(SELECTED EXCERPT)
::::::::::

From: Benny Halevy <bhalevy@panasas.com>
Subject: Re: [PATCH] nfsd41: Fix a crash when a callback is retried
Date: Mon, 28 Jun 2010 21:50:08 +0300
Message-ID: <4C28EEE0.70502@panasas.com>
References: <4C28DCE0.7050201@panasas.com>
Mime-Version: 1.0
Content-Type: text/plain; charset=UTF-8
Cc: "J. Bruce Fields" <bfields@citi.umich.edu>,
	"Labiaga, Ricardo" <Ricardo.Labiaga@netapp.com>,
	NFS list <linux-nfs@vger.kernel.org>
To: Boaz Harrosh <bharrosh@panasas.com>
In-Reply-To: <4C28DCE0.7050201@panasas.com>
Sender: linux-nfs-owner@vger.kernel.org

On Jun. 28, 2010, 20:33 +0300, Boaz Harrosh <bharrosh@panasas.com> wrote:
> 
> If a callback is retried at nfsd4_cb_recall_done() do to
> some error. The returned rpc reply would then crash here:
> 
>  @@ -514,6 +514,7 @@ decode_cb_sequence(struct xdr_stream *xdr, struct nfsd4_cb_sequence *res,
>  	u32 dummy;
>  	__be32 *p;
> 
>  +	BUG_ON(!res);
>  	if (res->cbs_minorversion == 0)

::::::::::

(ENTRIES SUPPLIED)
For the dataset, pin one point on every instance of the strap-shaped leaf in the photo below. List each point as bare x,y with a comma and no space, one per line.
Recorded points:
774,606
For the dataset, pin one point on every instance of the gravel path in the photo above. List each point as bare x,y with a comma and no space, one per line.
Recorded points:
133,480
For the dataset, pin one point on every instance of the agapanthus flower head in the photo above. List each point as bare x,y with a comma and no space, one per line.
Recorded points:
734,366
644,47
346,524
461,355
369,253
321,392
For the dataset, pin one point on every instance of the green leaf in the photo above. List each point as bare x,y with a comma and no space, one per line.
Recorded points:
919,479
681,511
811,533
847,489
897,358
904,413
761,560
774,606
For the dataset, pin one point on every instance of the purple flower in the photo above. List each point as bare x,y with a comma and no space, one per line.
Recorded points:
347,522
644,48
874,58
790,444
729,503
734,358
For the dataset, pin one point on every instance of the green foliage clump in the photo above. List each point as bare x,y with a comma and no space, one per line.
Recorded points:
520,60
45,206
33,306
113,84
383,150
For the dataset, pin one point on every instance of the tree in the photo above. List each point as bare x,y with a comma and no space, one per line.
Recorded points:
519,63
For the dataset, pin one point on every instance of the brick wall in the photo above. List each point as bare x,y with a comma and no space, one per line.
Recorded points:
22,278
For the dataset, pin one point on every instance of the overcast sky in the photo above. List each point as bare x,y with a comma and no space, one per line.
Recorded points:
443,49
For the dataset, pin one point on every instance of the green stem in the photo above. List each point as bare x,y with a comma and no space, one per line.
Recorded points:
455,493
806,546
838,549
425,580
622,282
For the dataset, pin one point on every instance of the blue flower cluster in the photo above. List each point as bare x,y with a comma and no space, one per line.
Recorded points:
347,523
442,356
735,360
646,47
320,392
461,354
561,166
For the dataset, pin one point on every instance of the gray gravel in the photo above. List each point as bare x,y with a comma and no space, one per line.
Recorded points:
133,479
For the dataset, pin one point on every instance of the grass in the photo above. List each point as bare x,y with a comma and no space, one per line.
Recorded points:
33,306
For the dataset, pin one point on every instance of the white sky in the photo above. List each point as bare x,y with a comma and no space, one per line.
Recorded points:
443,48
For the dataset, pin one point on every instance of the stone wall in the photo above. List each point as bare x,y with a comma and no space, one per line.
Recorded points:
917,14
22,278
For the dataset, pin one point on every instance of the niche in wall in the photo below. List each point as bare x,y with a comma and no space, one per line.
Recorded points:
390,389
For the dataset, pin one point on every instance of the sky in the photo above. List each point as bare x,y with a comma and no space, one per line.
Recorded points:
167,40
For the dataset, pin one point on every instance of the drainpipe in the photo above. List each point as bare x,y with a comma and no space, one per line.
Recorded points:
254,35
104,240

::::::::::

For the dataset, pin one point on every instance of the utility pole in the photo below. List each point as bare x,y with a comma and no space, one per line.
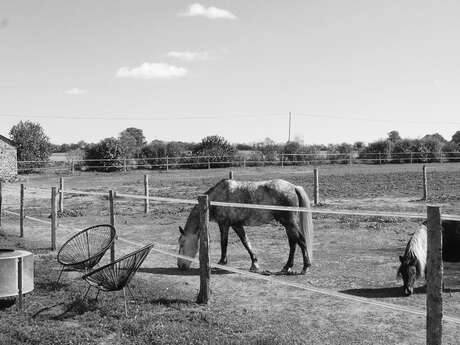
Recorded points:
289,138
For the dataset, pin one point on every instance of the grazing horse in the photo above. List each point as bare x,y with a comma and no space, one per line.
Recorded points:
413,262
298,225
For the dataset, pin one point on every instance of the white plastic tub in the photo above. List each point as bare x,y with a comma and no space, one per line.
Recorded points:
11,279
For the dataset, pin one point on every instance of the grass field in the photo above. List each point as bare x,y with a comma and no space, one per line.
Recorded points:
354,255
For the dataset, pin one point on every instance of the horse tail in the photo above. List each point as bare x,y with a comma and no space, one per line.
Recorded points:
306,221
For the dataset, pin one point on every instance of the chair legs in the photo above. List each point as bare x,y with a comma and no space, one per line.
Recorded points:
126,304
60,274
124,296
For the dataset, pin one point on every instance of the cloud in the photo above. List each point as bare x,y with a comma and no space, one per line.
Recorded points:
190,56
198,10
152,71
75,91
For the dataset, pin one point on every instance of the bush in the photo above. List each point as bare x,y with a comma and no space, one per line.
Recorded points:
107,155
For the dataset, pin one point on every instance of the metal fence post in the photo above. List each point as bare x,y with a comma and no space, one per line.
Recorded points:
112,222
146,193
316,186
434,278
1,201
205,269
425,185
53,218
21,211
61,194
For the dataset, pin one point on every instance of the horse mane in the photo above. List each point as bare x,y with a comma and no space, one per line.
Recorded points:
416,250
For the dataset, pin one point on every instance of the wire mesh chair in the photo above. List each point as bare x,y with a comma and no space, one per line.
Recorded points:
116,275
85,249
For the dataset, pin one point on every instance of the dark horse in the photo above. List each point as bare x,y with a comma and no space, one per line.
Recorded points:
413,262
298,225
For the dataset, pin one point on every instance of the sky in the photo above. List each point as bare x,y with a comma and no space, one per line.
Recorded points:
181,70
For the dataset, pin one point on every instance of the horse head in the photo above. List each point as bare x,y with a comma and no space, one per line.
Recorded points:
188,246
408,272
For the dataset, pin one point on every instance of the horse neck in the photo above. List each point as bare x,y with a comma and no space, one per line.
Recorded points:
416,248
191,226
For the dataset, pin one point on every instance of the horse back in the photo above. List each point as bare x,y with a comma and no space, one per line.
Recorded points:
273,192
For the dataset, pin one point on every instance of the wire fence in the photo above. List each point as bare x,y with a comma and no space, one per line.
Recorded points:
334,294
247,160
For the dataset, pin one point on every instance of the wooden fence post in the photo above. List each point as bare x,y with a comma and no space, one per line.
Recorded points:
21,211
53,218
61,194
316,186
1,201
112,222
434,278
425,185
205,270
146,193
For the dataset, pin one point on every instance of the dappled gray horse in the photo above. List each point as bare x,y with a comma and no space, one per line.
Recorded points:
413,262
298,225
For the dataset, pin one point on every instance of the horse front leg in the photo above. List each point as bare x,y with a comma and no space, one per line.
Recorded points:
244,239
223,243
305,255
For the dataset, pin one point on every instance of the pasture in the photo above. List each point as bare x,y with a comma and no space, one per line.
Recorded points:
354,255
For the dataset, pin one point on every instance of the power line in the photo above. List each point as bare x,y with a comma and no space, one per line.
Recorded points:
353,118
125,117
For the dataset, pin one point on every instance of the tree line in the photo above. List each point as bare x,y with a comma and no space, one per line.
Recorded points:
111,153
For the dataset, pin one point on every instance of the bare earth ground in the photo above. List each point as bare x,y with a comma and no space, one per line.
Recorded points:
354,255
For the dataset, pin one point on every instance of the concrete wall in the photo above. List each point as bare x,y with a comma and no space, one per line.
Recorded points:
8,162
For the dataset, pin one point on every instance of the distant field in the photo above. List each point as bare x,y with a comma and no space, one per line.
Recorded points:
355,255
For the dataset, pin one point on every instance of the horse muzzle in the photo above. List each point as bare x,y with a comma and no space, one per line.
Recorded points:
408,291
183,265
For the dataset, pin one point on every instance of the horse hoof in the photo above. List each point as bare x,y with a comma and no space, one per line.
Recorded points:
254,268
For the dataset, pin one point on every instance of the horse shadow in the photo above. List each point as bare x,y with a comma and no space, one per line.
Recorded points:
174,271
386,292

::::::::::

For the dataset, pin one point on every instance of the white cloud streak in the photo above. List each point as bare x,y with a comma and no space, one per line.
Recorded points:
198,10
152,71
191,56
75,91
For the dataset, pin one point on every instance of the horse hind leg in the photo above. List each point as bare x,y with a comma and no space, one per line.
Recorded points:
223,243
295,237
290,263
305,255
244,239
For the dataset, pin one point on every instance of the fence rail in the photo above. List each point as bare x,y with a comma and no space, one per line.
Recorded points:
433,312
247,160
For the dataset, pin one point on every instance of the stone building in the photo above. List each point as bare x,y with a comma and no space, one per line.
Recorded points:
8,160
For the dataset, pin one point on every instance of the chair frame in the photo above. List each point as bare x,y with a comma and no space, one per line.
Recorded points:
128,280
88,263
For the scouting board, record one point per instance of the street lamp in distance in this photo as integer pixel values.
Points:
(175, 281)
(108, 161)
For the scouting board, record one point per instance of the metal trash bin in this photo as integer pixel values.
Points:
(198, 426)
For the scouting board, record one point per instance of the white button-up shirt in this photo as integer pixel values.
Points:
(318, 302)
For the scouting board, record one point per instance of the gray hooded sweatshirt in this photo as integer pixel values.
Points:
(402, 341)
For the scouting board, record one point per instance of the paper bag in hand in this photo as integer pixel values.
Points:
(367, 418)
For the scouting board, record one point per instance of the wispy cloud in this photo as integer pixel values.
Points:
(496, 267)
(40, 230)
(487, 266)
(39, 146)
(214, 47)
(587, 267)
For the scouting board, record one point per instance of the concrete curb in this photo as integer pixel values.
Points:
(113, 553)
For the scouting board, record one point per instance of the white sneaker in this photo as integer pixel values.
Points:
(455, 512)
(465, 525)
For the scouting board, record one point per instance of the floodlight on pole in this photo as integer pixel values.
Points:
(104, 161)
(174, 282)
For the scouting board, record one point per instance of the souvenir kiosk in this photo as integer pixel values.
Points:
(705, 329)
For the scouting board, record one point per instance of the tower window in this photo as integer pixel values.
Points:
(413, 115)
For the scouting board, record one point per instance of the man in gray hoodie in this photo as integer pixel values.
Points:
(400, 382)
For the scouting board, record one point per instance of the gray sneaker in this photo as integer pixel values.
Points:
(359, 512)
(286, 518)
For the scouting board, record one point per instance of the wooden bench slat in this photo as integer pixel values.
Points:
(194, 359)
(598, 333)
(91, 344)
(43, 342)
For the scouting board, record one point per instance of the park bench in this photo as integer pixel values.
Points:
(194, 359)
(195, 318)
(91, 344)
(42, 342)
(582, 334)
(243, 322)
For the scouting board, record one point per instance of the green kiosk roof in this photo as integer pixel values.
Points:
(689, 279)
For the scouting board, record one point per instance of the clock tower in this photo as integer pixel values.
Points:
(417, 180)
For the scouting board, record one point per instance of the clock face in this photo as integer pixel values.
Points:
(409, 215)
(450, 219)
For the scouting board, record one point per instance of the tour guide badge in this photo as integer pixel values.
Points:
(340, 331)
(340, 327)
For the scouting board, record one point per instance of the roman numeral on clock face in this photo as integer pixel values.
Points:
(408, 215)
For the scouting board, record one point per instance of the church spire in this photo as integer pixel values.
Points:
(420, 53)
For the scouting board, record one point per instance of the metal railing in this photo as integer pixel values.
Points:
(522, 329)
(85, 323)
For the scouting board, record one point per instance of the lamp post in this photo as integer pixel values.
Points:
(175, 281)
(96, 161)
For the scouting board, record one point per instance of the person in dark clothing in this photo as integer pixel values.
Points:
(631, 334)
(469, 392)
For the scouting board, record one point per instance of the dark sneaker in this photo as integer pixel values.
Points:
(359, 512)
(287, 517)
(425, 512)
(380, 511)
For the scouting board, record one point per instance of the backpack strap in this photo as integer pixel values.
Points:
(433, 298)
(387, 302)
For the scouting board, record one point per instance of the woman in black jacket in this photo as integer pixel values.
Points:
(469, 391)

::::::::::

(JOBS)
1/ Please transcribe the part of the patch reply from "On Jun. 28, 2010, 20:33" up to and including "(res->cbs_minorversion == 0)".
2/ Rewrite the header paragraph of the patch reply that opens with "From: Benny Halevy" as a short list of its main facts.

(EXPECTED RESULTS)
1/
On Jun. 28, 2010, 20:33 +0300, Boaz Harrosh <bharrosh@panasas.com> wrote:
> 
> If a callback is retried at nfsd4_cb_recall_done() do to
> some error. The returned rpc reply would then crash here:
> 
>  @@ -514,6 +514,7 @@ decode_cb_sequence(struct xdr_stream *xdr, struct nfsd4_cb_sequence *res,
>  	u32 dummy;
>  	__be32 *p;
> 
>  +	BUG_ON(!res);
>  	if (res->cbs_minorversion == 0)

2/
- From: Benny Halevy <bhalevy@panasas.com>
- To: Boaz Harrosh <bharrosh@panasas.com>
- Cc: J. Bruce Fields, Ricardo Labiaga, NFS list <linux-nfs@vger.kernel.org>
- Subject: Re: [PATCH] nfsd41: Fix a crash when a callback is retried
- Date: Mon, 28 Jun 2010, 21:50:08 +0300
- In reply to: <4C28DCE0.7050201@panasas.com>